**GIVEN PROBLEM 1**
Answer these questions from the forum thread:
(a) On what date did the guy make his post?
(b) What phrase opens the guy's post?
(c) On what date did parati post?
**GIVEN PROBLEM 2**
Count the lines of the records that contain the string "lighthouse", treating case as significant, and give only the number.

**DOCUMENT TEXT**
Just saying...my lawn mower runs a lot better when I don't let my neighbor use it.


Seriously....if you want to stick around with your current chick then let it be and work it out in a loving way...if not let her go.
There are chicks out there that are into that kink...go find one...but we here at TAM can not help you!

Hell it's really clear to me that your current old lady won't even help you out and she's been there done that.


Come on man.... your old lady is sending you some serious clues and you ain't hearing them.


Give this shyt up or let your old lady go......it's your choice.


----------



## the guy (Aug 3, 2010)

The old bait and switch.......

Did it 4x and then when she hooked you she stopped!

Sorry man but you got scammed.


Where the phuck are all the folks that have boundaries? Granted this is off the wall but we all have to admit spouses are getting "sucked" into a relationship and in no time at all we all are reading about a thread were the spouse no longer puts out once the marriage is locked.


I mean this is just a odd case but the senerio is the same ....false advertisment!!!

Granted...OP is a freak but the general principel is there......


----------



## parati (Oct 20, 2015)

the guy said:


> I think you should talk to your old lady and find out why!
> 
> A lot of times chicks don't want to be shared and only want to phuck the guy they think are special. Your old lady wants you to think that you think that she is special.
> 
> ...


Totally understand you and agree with your wisdom. She already let it go that she does't really want other guys but I was a man-***** who did like 100+ other girls and she's no virgin either. Seen her do 4 right in front of me. It's just that, I see men here who are pissed off just because their woman did one man, and I have no idea what is the problem with them. Seriously guys, i did see my woman **** 4 different guys in 2015 and I have NO PROBLEM with her, Why are men wanting to throw their women and their families in the trash for these petty concerns? Men, grow up, be a man and don't throw your family in the trash because of your arrogance about sexual relations. It means nothing, Your woman is yours!!! That's what I understand from the Catholic faith, I can be a Catholic husband, very loyal to her even if I am cuckold God thinks that is good for her to do other guys, but she will never leave me or our kids because of the sacranent and we know that God is great.

**PROVIDED DATA**
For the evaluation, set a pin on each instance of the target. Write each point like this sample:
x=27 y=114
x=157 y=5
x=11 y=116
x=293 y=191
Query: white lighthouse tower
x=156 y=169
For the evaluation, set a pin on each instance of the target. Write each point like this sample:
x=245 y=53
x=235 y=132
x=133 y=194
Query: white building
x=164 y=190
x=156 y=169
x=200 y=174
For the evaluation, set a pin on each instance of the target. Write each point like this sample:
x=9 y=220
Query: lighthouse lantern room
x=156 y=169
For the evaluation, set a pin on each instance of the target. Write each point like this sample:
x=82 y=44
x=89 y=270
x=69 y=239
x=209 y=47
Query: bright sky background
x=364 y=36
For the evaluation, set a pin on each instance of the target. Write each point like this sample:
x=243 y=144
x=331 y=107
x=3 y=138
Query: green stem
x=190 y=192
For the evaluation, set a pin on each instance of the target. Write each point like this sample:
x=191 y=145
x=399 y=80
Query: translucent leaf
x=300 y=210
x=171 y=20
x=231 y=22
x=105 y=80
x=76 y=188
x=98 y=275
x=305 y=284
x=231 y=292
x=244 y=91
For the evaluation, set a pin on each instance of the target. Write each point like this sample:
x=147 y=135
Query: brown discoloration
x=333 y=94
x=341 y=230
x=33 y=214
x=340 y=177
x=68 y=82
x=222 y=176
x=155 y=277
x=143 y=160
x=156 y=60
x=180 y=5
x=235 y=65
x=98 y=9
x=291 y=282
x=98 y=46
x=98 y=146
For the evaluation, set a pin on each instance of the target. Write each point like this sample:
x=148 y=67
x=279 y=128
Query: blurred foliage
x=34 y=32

**COMPLETE ANSWER 1**
(a) Aug 3, 2010
(b) The old bait and switch
(c) Oct 20, 2015

**COMPLETE ANSWER 2**
2